- [EXERCISE] Copy the records from the line containing "blue eye, locate" through the end of the records, substituting "furthest" for every "farthest" and leaving everything else unchanged.

- [INPUT]
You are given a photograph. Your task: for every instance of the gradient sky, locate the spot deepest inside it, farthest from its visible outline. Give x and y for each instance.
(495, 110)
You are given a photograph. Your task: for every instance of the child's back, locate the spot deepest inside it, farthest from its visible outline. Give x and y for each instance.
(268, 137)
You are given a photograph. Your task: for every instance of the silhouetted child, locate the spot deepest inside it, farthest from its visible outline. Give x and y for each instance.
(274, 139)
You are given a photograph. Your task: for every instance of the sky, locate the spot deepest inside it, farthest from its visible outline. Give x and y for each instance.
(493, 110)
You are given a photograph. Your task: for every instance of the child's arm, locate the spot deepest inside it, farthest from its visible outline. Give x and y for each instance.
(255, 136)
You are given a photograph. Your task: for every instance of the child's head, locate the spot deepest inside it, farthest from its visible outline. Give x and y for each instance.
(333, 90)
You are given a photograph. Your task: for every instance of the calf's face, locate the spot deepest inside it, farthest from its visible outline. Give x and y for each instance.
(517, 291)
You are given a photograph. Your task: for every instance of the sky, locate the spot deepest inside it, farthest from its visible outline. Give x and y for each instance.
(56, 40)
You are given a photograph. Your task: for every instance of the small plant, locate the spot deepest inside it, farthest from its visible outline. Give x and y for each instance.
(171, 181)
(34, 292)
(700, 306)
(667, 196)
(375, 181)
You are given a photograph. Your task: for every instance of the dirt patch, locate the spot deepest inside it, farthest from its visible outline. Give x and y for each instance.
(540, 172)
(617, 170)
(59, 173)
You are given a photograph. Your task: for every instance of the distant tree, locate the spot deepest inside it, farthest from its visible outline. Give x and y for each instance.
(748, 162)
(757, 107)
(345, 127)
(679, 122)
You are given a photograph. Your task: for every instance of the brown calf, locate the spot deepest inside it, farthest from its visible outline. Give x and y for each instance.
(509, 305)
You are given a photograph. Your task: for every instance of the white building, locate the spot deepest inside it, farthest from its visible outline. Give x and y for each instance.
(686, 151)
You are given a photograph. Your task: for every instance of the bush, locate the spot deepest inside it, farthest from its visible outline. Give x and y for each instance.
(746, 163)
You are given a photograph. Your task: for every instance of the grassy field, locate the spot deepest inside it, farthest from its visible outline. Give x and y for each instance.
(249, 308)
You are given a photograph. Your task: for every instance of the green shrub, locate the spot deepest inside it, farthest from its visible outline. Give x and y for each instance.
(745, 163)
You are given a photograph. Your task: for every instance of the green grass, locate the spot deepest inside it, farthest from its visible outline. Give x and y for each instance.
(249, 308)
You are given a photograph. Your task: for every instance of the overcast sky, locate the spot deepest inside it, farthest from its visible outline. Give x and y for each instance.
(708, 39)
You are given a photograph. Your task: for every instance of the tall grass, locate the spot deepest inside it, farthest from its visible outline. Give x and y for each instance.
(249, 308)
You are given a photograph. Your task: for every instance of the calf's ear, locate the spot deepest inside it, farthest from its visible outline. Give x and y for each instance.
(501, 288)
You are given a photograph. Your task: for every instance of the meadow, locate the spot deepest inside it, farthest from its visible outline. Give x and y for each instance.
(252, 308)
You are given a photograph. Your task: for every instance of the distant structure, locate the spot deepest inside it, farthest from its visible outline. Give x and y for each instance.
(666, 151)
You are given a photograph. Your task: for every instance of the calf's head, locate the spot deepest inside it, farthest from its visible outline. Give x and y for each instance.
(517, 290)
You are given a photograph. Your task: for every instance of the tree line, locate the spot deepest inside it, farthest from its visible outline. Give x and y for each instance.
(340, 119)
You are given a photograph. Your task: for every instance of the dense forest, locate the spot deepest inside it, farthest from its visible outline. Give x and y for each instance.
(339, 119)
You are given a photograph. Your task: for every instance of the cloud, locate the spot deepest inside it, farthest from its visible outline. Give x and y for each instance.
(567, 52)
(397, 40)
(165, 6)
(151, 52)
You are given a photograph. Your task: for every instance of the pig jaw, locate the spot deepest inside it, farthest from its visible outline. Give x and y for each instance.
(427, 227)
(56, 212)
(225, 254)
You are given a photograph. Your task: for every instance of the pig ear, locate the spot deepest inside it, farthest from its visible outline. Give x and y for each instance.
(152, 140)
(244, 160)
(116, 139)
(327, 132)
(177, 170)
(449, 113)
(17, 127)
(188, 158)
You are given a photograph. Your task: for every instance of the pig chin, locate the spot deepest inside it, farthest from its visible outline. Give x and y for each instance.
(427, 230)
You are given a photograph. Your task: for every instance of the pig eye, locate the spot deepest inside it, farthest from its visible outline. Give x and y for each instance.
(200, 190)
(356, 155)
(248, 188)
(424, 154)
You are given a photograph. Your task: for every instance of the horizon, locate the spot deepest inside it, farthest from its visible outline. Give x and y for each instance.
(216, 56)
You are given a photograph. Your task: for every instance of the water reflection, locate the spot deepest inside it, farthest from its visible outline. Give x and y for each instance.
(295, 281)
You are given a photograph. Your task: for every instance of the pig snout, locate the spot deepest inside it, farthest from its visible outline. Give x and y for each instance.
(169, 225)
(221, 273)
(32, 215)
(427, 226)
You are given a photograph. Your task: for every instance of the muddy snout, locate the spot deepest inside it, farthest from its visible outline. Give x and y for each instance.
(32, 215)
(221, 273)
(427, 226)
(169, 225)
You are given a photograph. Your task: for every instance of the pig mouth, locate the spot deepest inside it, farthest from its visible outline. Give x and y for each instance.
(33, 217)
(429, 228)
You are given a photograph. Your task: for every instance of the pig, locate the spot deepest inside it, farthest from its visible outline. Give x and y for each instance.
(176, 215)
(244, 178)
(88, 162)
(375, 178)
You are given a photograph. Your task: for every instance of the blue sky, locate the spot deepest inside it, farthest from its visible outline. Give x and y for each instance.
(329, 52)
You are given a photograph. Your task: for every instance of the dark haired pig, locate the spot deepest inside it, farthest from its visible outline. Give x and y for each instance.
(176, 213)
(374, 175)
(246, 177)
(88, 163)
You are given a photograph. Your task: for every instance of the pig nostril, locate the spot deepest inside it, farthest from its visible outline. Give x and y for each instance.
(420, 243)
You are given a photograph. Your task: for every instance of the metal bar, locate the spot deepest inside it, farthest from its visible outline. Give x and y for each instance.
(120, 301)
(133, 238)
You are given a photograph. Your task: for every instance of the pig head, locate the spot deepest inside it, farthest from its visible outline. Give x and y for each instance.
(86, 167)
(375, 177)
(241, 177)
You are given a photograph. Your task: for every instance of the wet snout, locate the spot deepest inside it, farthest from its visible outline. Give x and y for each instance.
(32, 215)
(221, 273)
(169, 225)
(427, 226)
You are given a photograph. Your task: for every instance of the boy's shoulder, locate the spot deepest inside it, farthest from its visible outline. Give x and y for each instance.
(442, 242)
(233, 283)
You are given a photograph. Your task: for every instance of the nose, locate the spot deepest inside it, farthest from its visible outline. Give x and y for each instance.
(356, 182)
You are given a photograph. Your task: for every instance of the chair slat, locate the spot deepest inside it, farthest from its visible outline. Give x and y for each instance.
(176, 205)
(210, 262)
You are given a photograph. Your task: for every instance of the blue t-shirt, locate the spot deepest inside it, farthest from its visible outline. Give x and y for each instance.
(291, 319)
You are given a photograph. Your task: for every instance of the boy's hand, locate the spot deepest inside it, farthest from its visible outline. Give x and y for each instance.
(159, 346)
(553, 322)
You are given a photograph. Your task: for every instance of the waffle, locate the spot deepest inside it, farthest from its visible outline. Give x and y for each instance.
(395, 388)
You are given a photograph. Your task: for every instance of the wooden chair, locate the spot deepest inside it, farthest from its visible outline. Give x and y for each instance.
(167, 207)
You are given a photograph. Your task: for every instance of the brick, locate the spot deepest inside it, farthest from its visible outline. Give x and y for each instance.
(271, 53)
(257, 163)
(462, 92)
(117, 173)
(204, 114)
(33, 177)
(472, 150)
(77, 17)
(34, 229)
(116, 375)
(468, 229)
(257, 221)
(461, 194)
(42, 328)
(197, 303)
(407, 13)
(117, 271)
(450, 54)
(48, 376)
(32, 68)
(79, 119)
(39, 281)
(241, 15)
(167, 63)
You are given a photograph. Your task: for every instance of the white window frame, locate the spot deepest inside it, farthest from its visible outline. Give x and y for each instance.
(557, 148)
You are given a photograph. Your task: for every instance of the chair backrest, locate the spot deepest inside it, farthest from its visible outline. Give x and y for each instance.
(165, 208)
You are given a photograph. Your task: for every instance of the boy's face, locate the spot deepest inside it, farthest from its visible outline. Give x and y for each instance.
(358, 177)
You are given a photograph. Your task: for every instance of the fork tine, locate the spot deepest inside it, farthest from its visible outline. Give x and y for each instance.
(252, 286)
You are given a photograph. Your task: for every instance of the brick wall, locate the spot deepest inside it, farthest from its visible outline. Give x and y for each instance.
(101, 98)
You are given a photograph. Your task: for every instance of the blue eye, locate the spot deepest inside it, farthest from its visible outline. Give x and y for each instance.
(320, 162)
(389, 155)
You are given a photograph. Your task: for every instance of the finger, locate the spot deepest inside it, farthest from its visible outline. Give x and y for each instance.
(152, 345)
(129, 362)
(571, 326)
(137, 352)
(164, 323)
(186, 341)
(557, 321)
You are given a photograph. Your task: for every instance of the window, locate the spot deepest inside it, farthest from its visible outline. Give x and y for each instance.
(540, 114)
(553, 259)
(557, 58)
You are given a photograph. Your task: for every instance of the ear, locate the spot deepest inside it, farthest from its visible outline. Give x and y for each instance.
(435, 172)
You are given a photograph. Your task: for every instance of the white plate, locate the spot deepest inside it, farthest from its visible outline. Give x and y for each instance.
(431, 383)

- [COMPLETED EXERCISE]
You are given a photograph. Your task: for every instance of the blue eye, locate the spot deepest inside it, furthest from its visible outline. Give x and y for each instance.
(320, 162)
(389, 155)
You are given a photograph. Your task: for every instance of the finger, locate the spot deepest inside it, furthest from its visible outline. Give x and y for each instance.
(152, 345)
(129, 362)
(571, 326)
(137, 352)
(164, 323)
(186, 341)
(557, 321)
You are given a photograph. Your task: for every instance of the window, locate the spot deepest inside it, furthest from its visible outline. Give x and y for each instance.
(540, 114)
(553, 259)
(557, 58)
You are given a photograph. Your task: for every instance of the ear, locate the spot deepest inside it, furthest from its visible outline. Give x and y for each instance.
(435, 172)
You are given a photograph. Your task: for every instance of the white plate, locate the spot deepest inside it, furthest from its visible outline. Give x and y for each instance.
(431, 383)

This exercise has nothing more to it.